### Given passage
-- Start --

Monday, November 15, 2010

Are You A Beauty Addict ??

I was online this morning found this great blog from Fantastic Site !! Check them out !

16 Signs That You’re a Beauty Addict
By Cailin on January 6, 2009

Think you’re addicted to beauty? Read the list below and find out. I sure am, since most of the items here come from personal experience. Here’s sixteen warning signs that indicate you’re headed for beauty product addiction:

1. You've used your flat iron at work. I once saw a girl in my high school do this with a crimping iron (eww) – she just plugged it into the wall socket right in the middle of my teacher’s lecture!
2. Your favorite artist is Kevyn Aucoin. Renoir can be a little heavy-handed with blush.
3. When trying to describe a particular color, you start naming off MAC shades. Bonus points if naming them makes you mad that they’re discontinued.
4. You’ve gotten extremely creative when trying to extract the last drop of a beloved product from its container. I laughed out loud when I read Blogdorf Goodman’s rave about Chanel Glossimer:
“I wish I had stockpiled this gloss. I literally emptied the tube clean. I contemplated sawing the rest of the tube open to get the remaining gloss. You know a gloss is great when you are thinking of trying to operate a power tool.”
5. Nearly all of your Christmas presents were Sephora gift cards. And you were ecstatic.

-- End --

### To be done
• 1. In the blog post, what did a girl at the writer's high school plug into the wall socket during a teacher's lecture?
• 2. Reproduce the part of the blog post that begins at the words "Monday, November 15, 2010" and stops after "that they’re discontinued.".
The data has no connection to the blog post.

### Extracted information

-- Start --

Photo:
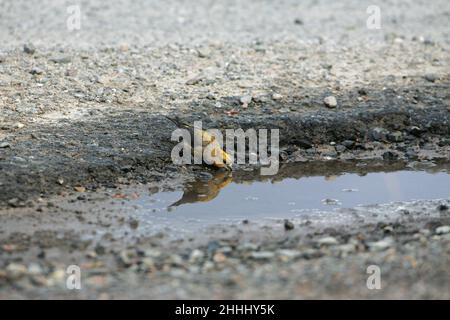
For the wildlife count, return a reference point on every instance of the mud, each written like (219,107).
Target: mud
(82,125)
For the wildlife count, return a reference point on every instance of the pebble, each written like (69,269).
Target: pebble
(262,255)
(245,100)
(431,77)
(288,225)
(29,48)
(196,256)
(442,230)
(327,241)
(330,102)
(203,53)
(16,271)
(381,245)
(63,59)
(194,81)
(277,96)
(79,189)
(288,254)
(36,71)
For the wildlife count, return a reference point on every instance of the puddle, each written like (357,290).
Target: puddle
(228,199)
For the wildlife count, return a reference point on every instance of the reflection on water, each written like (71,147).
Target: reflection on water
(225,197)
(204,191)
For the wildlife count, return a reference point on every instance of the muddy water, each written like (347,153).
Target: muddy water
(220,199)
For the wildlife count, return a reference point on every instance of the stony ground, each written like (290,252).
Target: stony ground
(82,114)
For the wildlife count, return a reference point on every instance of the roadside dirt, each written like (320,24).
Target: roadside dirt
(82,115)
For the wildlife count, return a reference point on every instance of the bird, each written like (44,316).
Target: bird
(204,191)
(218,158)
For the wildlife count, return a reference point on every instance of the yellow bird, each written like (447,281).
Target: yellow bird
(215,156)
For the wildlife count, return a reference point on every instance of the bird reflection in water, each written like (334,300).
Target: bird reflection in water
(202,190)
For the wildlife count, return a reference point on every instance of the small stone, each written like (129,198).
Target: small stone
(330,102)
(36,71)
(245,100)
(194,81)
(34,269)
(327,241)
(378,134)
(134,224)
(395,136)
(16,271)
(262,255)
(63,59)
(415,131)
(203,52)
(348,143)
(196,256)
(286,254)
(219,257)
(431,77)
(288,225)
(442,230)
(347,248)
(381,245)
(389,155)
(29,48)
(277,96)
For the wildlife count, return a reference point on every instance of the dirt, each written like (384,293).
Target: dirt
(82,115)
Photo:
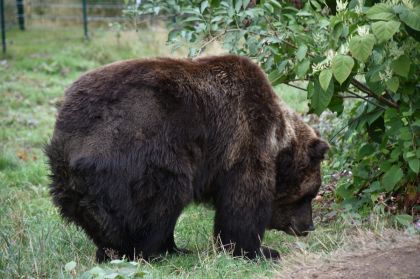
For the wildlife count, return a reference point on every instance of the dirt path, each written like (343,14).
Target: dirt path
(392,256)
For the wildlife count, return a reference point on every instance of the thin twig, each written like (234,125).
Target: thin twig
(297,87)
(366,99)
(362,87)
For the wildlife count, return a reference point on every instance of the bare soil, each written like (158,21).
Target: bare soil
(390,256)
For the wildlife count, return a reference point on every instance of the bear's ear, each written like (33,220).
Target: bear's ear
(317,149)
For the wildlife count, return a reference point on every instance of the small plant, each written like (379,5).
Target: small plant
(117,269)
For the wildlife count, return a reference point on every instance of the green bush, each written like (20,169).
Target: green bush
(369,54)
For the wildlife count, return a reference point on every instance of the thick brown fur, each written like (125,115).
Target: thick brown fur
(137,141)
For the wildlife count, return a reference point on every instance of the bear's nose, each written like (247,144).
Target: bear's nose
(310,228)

-- End --

### Answers for the tasks
• 1. A crimping iron.

• 2.
Monday, November 15, 2010

Are You A Beauty Addict ??

I was online this morning found this great blog from Fantastic Site !! Check them out !

16 Signs That You’re a Beauty Addict
By Cailin on January 6, 2009

Think you’re addicted to beauty? Read the list below and find out. I sure am, since most of the items here come from personal experience. Here’s sixteen warning signs that indicate you’re headed for beauty product addiction:

1. You've used your flat iron at work. I once saw a girl in my high school do this with a crimping iron (eww) – she just plugged it into the wall socket right in the middle of my teacher’s lecture!
2. Your favorite artist is Kevyn Aucoin. Renoir can be a little heavy-handed with blush.
3. When trying to describe a particular color, you start naming off MAC shades. Bonus points if naming them makes you mad that they’re discontinued.